## Task goal
Please update the material starting at the line that contains "the woman's neck." and ending at the line that contains "the girl's teeth." by changing "whereabouts" to "position", leaving the rest untouched. Return only those lines.

## Supplied data

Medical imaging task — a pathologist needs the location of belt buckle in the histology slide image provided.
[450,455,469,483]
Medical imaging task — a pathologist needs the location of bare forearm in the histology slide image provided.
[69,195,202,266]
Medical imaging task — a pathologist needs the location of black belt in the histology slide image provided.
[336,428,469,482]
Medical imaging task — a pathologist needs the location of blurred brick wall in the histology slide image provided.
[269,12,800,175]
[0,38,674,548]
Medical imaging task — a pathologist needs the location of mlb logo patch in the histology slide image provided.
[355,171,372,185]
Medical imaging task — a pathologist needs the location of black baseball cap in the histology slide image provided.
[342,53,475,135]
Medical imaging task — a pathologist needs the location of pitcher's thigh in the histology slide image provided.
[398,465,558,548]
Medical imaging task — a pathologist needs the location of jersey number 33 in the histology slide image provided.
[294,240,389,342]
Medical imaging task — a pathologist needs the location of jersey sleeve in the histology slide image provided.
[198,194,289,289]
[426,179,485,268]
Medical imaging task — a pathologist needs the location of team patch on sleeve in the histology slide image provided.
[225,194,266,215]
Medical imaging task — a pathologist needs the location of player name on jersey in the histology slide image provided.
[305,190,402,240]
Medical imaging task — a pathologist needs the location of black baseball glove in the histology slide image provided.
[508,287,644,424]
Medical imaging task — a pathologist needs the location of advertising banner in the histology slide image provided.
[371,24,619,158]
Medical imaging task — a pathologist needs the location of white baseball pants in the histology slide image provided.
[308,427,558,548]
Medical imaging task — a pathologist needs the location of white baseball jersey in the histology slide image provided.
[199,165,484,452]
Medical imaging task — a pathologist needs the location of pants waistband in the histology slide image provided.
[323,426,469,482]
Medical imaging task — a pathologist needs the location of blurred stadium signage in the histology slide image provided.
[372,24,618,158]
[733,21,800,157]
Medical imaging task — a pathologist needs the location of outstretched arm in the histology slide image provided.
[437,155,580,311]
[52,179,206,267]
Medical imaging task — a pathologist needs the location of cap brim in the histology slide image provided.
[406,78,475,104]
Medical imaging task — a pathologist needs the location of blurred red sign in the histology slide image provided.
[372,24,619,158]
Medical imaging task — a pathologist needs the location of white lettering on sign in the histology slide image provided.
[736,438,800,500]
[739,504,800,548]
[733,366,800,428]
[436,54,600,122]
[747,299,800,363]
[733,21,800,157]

* * *

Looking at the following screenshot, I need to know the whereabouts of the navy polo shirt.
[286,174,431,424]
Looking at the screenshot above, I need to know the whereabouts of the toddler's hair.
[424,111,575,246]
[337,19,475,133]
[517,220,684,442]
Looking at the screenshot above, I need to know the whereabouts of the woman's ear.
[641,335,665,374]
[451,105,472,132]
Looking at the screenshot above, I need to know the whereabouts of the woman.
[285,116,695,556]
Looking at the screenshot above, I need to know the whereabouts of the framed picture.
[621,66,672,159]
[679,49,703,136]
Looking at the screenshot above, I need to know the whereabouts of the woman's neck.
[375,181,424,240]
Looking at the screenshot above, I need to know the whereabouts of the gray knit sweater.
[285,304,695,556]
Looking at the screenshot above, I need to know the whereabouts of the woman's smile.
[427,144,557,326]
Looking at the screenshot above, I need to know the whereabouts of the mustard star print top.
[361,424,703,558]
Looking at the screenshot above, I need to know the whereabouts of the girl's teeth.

--

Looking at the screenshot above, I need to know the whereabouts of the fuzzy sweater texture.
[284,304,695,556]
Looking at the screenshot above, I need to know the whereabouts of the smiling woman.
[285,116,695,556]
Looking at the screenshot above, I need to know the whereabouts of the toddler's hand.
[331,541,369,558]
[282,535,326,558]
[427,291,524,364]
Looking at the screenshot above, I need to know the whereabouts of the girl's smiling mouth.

## Exercise solution
Looking at the screenshot above, I need to know the position of the woman's neck.
[375,181,424,240]
Looking at the screenshot above, I need to know the position of the gray knit sweater.
[285,304,695,556]
Looking at the screenshot above, I need to know the position of the woman's smile.
[427,144,557,326]
Looking at the screenshot above, I need to know the position of the mustard star print top.
[361,424,703,558]
Looking at the screenshot above, I need to know the position of the girl's teeth.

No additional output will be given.